## BEGIN

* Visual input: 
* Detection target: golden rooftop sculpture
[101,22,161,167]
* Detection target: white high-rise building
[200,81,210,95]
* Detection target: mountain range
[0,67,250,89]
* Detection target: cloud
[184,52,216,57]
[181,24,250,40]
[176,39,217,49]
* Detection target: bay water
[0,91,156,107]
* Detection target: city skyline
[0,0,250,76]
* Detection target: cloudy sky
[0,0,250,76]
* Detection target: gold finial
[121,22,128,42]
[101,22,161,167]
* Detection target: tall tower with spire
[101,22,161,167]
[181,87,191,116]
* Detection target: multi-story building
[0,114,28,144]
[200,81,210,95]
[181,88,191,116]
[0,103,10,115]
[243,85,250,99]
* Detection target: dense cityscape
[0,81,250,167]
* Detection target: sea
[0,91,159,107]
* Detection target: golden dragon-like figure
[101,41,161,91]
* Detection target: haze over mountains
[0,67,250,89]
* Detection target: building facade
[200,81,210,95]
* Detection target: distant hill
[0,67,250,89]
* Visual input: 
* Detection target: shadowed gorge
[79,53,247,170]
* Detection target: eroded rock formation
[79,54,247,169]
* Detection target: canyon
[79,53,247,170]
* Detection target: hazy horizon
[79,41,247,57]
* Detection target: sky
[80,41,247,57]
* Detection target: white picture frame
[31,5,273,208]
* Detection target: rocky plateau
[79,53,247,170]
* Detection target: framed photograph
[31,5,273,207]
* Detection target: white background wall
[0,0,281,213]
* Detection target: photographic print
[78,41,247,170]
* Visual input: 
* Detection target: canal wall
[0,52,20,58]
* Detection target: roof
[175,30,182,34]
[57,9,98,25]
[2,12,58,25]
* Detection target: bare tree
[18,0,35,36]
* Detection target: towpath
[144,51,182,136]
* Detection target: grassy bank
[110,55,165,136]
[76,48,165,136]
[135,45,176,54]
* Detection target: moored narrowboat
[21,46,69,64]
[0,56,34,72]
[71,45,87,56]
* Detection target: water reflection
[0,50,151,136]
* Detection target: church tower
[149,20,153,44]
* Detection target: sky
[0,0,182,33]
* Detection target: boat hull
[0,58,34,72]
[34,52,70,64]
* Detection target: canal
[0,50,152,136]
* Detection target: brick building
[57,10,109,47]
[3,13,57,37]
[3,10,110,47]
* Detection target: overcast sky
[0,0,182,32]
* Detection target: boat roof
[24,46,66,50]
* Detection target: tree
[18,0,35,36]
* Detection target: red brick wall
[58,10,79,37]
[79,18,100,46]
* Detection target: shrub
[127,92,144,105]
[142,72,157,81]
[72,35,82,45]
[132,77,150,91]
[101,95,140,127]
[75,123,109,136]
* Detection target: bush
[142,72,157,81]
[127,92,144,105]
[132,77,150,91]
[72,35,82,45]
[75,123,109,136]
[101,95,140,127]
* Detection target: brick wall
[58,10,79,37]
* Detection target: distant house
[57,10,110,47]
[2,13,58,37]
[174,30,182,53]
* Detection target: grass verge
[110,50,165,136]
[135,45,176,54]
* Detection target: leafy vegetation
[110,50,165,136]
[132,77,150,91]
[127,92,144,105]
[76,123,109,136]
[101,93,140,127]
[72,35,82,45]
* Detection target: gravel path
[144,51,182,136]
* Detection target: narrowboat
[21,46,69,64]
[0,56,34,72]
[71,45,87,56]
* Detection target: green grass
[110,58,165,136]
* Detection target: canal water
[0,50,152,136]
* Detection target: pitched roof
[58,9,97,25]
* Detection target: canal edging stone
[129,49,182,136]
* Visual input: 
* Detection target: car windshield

## END

What to work on:
Extract verbatim from the rows above the section that opens with the line containing "golden dragon-like figure" and closes with the line containing "[31,5,273,208]", including both of those lines and nothing else.

Task result:
* Detection target: golden dragon-like figure
[101,41,161,91]
* Detection target: haze over mountains
[0,67,250,89]
* Detection target: building facade
[200,81,210,95]
* Detection target: distant hill
[0,67,250,89]
* Visual input: 
* Detection target: shadowed gorge
[79,53,247,170]
* Detection target: eroded rock formation
[79,54,247,169]
* Detection target: canyon
[79,53,247,170]
* Detection target: hazy horizon
[79,41,247,57]
* Detection target: sky
[80,41,247,57]
* Detection target: white picture frame
[31,5,273,208]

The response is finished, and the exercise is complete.